* Exercise aim *
What lines of the material hold the string "follows"? Pull each of them out.

────────

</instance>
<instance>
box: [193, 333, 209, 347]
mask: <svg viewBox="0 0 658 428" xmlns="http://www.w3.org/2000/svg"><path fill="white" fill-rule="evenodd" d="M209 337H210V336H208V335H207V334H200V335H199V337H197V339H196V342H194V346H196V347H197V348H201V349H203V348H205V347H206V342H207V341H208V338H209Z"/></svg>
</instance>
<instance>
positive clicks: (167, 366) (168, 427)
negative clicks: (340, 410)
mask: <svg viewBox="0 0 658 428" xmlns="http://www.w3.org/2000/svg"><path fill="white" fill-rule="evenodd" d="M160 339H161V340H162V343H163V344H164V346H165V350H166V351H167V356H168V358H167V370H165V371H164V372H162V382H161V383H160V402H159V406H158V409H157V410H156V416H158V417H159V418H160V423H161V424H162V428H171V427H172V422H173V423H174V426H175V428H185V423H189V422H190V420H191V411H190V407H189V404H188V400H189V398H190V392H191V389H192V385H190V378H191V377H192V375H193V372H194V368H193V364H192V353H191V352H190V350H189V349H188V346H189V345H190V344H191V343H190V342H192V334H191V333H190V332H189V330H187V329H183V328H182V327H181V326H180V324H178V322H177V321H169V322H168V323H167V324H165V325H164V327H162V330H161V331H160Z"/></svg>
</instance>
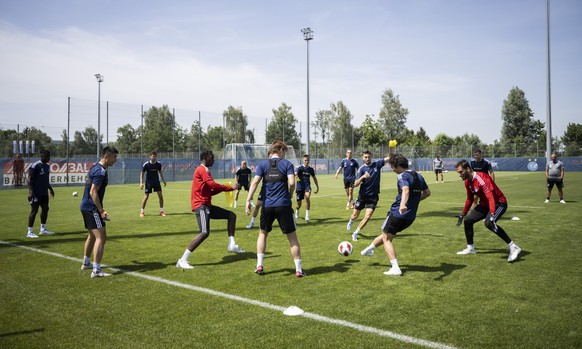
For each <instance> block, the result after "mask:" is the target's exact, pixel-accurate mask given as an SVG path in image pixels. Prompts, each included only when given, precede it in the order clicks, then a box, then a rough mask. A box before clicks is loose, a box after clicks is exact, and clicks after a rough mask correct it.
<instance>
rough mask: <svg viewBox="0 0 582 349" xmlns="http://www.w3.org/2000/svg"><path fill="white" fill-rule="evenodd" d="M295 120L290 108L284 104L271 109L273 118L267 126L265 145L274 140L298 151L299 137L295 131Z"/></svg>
mask: <svg viewBox="0 0 582 349" xmlns="http://www.w3.org/2000/svg"><path fill="white" fill-rule="evenodd" d="M296 123H297V119H296V118H295V115H293V112H292V111H291V107H290V106H288V105H287V104H285V103H281V105H280V106H279V108H277V109H273V118H272V119H271V122H270V123H269V124H268V125H267V143H271V142H272V141H274V140H276V139H280V140H282V141H283V142H285V143H287V144H290V145H292V146H293V148H295V149H299V135H298V134H297V130H296V129H295V124H296Z"/></svg>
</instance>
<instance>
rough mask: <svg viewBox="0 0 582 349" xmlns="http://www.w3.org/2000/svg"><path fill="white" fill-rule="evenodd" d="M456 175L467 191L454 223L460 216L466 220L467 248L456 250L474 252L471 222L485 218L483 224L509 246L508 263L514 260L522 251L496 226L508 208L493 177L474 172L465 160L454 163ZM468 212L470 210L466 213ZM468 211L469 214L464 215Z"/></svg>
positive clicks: (465, 229)
mask: <svg viewBox="0 0 582 349" xmlns="http://www.w3.org/2000/svg"><path fill="white" fill-rule="evenodd" d="M455 168H456V170H457V173H458V174H459V177H461V179H462V180H463V181H464V183H465V189H466V191H467V200H466V201H465V206H464V207H463V211H461V214H460V215H459V221H458V223H457V225H460V224H461V222H462V220H463V218H464V220H465V223H464V226H465V238H466V239H467V248H465V249H464V250H462V251H460V252H457V254H474V253H475V246H474V242H473V236H474V231H473V225H475V223H477V222H479V221H482V220H485V226H486V227H487V229H489V230H491V231H492V232H493V233H495V234H496V235H497V236H499V237H500V238H501V239H502V240H503V241H505V243H507V245H508V247H509V257H508V258H507V261H508V262H513V261H515V260H516V259H517V256H518V255H519V253H520V252H521V248H519V246H517V245H516V244H515V243H514V242H513V240H511V238H510V237H509V236H508V235H507V233H506V232H505V230H503V228H501V227H500V226H498V225H497V221H498V220H499V219H500V218H501V217H502V216H503V214H504V213H505V211H507V199H506V198H505V195H503V192H502V191H501V189H499V187H498V186H497V185H496V184H495V182H494V181H493V179H492V178H491V177H490V176H489V175H488V174H487V173H481V172H475V171H473V169H472V168H471V165H470V164H469V162H468V161H467V160H461V161H459V162H457V164H456V165H455ZM475 196H477V197H479V204H477V205H476V206H475V208H474V209H473V210H471V212H469V209H470V208H471V205H472V204H473V201H474V199H475ZM468 212H469V213H468ZM467 213H468V214H467Z"/></svg>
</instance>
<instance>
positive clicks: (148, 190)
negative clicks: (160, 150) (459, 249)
mask: <svg viewBox="0 0 582 349" xmlns="http://www.w3.org/2000/svg"><path fill="white" fill-rule="evenodd" d="M144 173H145V177H146V181H145V190H144V196H143V200H142V201H141V211H140V213H139V216H140V217H143V216H144V214H145V212H144V210H145V206H146V204H147V203H148V199H149V197H150V193H151V192H154V191H155V192H156V193H158V199H159V200H160V216H166V213H165V212H164V195H163V194H162V185H161V184H160V177H161V178H162V182H164V187H165V186H166V180H165V179H164V173H163V172H162V164H161V163H160V162H159V161H158V153H157V152H155V151H152V152H151V153H150V159H149V160H148V161H146V162H144V164H143V165H142V169H141V173H140V174H139V189H143V184H144V181H143V177H144Z"/></svg>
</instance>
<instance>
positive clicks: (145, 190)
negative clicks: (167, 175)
mask: <svg viewBox="0 0 582 349" xmlns="http://www.w3.org/2000/svg"><path fill="white" fill-rule="evenodd" d="M154 191H162V185H161V184H160V183H156V184H149V183H146V189H145V191H144V193H146V194H149V193H153V192H154Z"/></svg>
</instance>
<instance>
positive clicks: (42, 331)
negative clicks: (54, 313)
mask: <svg viewBox="0 0 582 349" xmlns="http://www.w3.org/2000/svg"><path fill="white" fill-rule="evenodd" d="M44 331H45V329H44V327H41V328H35V329H33V330H26V331H16V332H8V333H0V338H2V337H11V336H21V335H26V334H33V333H37V332H44Z"/></svg>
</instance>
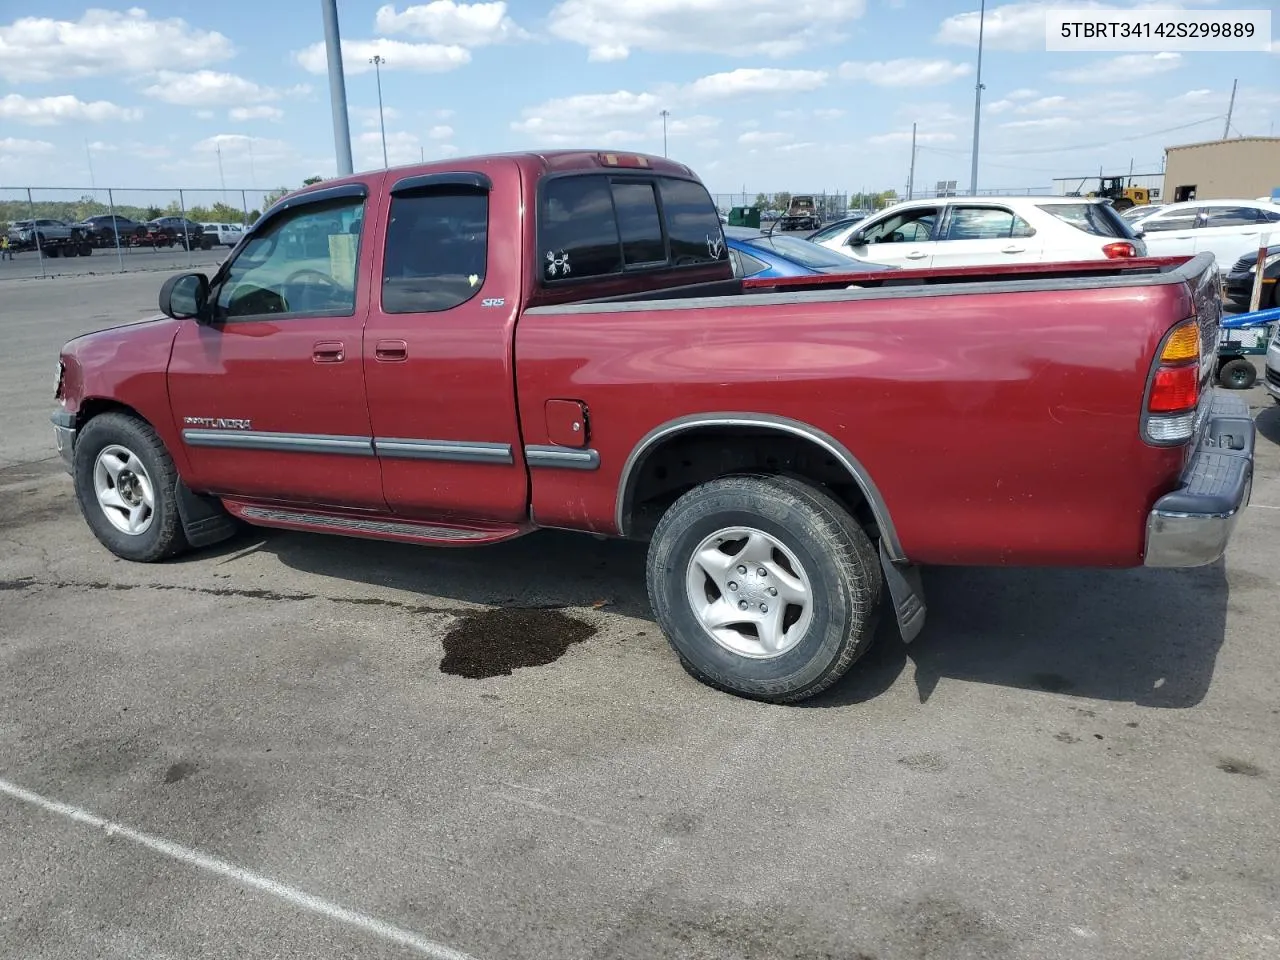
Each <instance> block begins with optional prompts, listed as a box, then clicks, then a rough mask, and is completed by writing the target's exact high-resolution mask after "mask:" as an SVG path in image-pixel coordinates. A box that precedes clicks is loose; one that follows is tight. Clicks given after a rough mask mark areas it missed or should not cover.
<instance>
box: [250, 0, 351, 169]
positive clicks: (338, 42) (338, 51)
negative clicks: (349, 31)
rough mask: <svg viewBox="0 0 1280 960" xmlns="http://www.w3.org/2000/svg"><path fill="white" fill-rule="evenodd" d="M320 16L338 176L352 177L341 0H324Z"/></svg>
mask: <svg viewBox="0 0 1280 960" xmlns="http://www.w3.org/2000/svg"><path fill="white" fill-rule="evenodd" d="M320 13H321V14H323V15H324V46H325V56H326V59H328V61H329V109H330V110H332V111H333V147H334V152H335V154H337V161H338V175H339V177H349V175H351V173H352V165H351V127H349V124H348V123H347V81H346V78H344V77H343V72H342V37H339V35H338V0H320ZM250 150H252V147H250ZM251 157H252V154H251ZM250 166H251V169H252V159H251V160H250Z"/></svg>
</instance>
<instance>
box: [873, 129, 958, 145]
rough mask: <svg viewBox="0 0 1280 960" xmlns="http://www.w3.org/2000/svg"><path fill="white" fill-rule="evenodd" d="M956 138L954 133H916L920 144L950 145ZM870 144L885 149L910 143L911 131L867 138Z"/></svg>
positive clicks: (915, 138) (876, 135) (916, 143)
mask: <svg viewBox="0 0 1280 960" xmlns="http://www.w3.org/2000/svg"><path fill="white" fill-rule="evenodd" d="M955 138H956V134H954V133H920V132H919V131H916V134H915V142H916V145H920V143H950V142H951V141H954V140H955ZM867 142H868V143H873V145H874V146H878V147H883V146H888V145H892V143H910V142H911V131H893V132H892V133H877V134H876V136H874V137H868V138H867Z"/></svg>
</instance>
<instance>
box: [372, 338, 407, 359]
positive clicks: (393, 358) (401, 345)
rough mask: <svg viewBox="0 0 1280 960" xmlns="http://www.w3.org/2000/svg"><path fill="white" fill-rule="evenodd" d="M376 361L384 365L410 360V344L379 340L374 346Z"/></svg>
mask: <svg viewBox="0 0 1280 960" xmlns="http://www.w3.org/2000/svg"><path fill="white" fill-rule="evenodd" d="M374 360H379V361H381V362H384V364H397V362H399V361H402V360H408V344H407V343H404V340H378V343H376V344H375V346H374Z"/></svg>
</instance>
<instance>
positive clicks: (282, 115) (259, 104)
mask: <svg viewBox="0 0 1280 960" xmlns="http://www.w3.org/2000/svg"><path fill="white" fill-rule="evenodd" d="M227 115H228V116H229V118H230V119H233V120H280V119H283V118H284V110H282V109H280V108H278V106H268V105H266V104H259V105H257V106H233V108H232V109H230V110H228V111H227Z"/></svg>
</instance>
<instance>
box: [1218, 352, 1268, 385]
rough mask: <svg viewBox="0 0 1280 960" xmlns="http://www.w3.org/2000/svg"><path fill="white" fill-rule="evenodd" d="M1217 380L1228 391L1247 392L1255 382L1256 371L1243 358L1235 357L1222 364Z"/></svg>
mask: <svg viewBox="0 0 1280 960" xmlns="http://www.w3.org/2000/svg"><path fill="white" fill-rule="evenodd" d="M1217 379H1219V380H1221V381H1222V385H1224V387H1225V388H1226V389H1229V390H1247V389H1249V388H1251V387H1252V385H1253V384H1254V383H1256V381H1257V379H1258V370H1257V367H1256V366H1253V364H1252V362H1249V361H1248V360H1245V358H1244V357H1236V358H1235V360H1229V361H1226V362H1225V364H1222V369H1221V370H1219V371H1217Z"/></svg>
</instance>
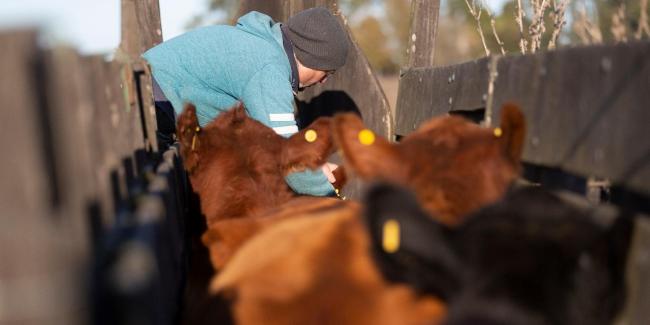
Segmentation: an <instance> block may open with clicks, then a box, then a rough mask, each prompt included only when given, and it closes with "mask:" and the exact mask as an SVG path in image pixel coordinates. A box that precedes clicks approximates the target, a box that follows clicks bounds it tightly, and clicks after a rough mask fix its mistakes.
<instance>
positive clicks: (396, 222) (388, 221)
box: [382, 219, 400, 253]
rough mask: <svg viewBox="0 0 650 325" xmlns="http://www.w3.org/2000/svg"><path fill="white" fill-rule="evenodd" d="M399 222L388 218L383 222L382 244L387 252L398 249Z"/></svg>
mask: <svg viewBox="0 0 650 325" xmlns="http://www.w3.org/2000/svg"><path fill="white" fill-rule="evenodd" d="M399 241H400V230H399V222H397V221H396V220H394V219H390V220H388V221H386V222H385V223H384V229H383V236H382V246H383V248H384V251H385V252H387V253H395V252H397V250H398V249H399Z"/></svg>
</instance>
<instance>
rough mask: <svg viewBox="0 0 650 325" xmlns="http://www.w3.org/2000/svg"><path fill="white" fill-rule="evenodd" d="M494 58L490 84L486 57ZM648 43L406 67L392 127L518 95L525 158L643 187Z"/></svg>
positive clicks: (407, 130)
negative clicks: (427, 65)
mask: <svg viewBox="0 0 650 325" xmlns="http://www.w3.org/2000/svg"><path fill="white" fill-rule="evenodd" d="M491 62H496V72H497V76H496V78H495V80H494V92H493V94H489V92H488V85H489V80H490V78H489V77H490V73H489V65H490V63H491ZM648 76H650V43H648V42H642V43H630V44H620V45H610V46H591V47H578V48H567V49H561V50H558V51H553V52H547V53H540V54H535V55H527V56H519V55H515V56H507V57H498V58H495V59H492V58H483V59H480V60H477V61H473V62H468V63H464V64H460V65H456V66H450V67H440V68H425V69H411V70H408V71H406V72H405V73H404V74H403V75H402V78H401V82H400V101H399V104H398V108H399V109H398V114H397V133H398V134H401V135H403V134H407V133H409V132H411V131H412V130H414V128H415V127H416V126H417V125H418V124H419V123H420V122H421V121H423V120H425V119H428V118H430V117H433V116H438V115H442V114H446V113H448V112H454V111H468V110H478V109H485V108H486V104H487V101H488V100H492V102H493V107H494V109H493V110H491V112H490V114H489V116H486V118H490V119H491V120H492V121H494V124H495V125H498V117H499V108H500V106H501V104H503V103H505V102H516V103H519V104H520V105H521V107H522V109H523V111H524V113H525V115H526V118H527V124H528V135H527V139H526V147H525V150H524V160H525V161H527V162H530V163H534V164H539V165H543V166H550V167H558V168H561V169H563V170H566V171H569V172H571V173H575V174H577V175H581V176H585V177H588V176H600V177H606V178H608V179H610V180H612V181H613V182H614V183H615V184H619V185H623V186H625V187H628V188H630V189H633V190H636V191H639V192H642V193H646V194H650V141H647V140H646V139H647V133H648V131H647V128H648V125H650V110H648V103H650V92H648V89H650V78H649V77H648Z"/></svg>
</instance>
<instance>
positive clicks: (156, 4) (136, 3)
mask: <svg viewBox="0 0 650 325" xmlns="http://www.w3.org/2000/svg"><path fill="white" fill-rule="evenodd" d="M161 42H162V27H161V25H160V6H159V5H158V0H122V41H121V43H120V49H121V51H122V52H123V54H125V55H127V56H128V58H129V59H130V61H132V62H134V61H138V60H139V58H140V55H141V54H142V53H144V52H145V51H146V50H148V49H150V48H152V47H154V46H156V45H158V44H160V43H161Z"/></svg>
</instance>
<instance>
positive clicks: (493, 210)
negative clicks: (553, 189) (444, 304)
mask: <svg viewBox="0 0 650 325" xmlns="http://www.w3.org/2000/svg"><path fill="white" fill-rule="evenodd" d="M365 216H366V221H367V223H366V224H367V227H368V229H369V233H370V237H371V238H372V243H373V244H372V247H373V248H372V251H373V255H374V256H375V261H376V264H377V265H378V266H379V268H380V269H381V270H382V274H383V275H384V277H385V278H387V279H388V280H390V281H391V282H395V283H400V284H409V285H411V286H412V287H414V288H415V289H416V290H418V291H420V292H421V293H428V294H434V295H436V296H438V297H442V298H444V300H446V301H448V302H449V314H448V319H447V322H446V323H445V324H454V325H460V324H521V325H523V324H534V325H543V324H603V325H604V324H611V323H612V321H613V320H614V317H615V316H616V315H617V313H618V312H620V309H621V307H622V305H623V302H624V297H625V284H624V270H625V265H626V257H627V252H628V249H629V244H630V240H631V234H632V230H633V221H632V220H631V219H630V218H628V217H626V216H619V217H618V218H616V219H615V221H614V222H613V223H612V224H611V225H610V226H603V225H601V224H600V223H597V222H596V221H595V220H594V219H593V218H592V216H590V215H589V214H588V213H587V212H585V211H582V210H580V209H578V208H575V207H573V206H571V205H569V204H568V203H565V202H564V201H562V200H560V199H559V198H557V197H556V196H554V195H552V194H551V193H548V192H545V191H544V190H541V189H539V188H528V189H523V190H517V191H515V192H512V193H509V194H508V195H507V196H506V197H504V198H503V199H502V200H501V201H498V202H497V203H496V204H493V205H490V206H487V207H485V208H482V209H481V210H479V211H477V212H476V213H474V214H473V215H471V216H469V217H468V219H467V221H466V222H465V223H464V224H462V225H460V226H459V227H454V228H449V227H447V226H446V225H443V224H440V223H438V222H436V221H434V220H431V217H430V216H429V215H428V214H427V213H426V212H425V211H423V210H422V208H421V207H420V205H419V203H418V202H417V200H416V199H415V198H414V197H413V195H412V194H411V193H410V192H408V191H405V190H404V189H400V188H396V187H394V186H390V185H381V186H378V187H375V188H373V189H372V190H371V191H370V192H369V194H368V196H367V199H366V212H365ZM387 224H393V225H394V226H393V227H395V228H396V229H397V230H396V231H393V233H387V230H386V229H387V226H386V225H387ZM387 236H388V238H387ZM391 236H392V238H391ZM387 243H388V245H387ZM391 243H392V244H391ZM391 245H392V246H391Z"/></svg>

────────

* Result of the exercise *
Each <instance> block begins with optional prompts, listed as a box, then clicks, then a rough mask, and is completed by writing the target's exact high-resolution mask after "mask:" as an SVG path in image-pixel coordinates. A box that precedes clicks is loose; one that follows is tight. Clicks given after a rough mask mark areas it missed or should not cover.
Segmentation: an <instance> block may open with clicks, then a box, then a rough mask, each prompt included only when given, and it closes with "mask:" and the exact mask as an SVG path in image pixel coordinates. A box that precedes clicks approximates the target, a box that follows clicks bounds it tightly, and clicks after a rough mask fix its mistakes.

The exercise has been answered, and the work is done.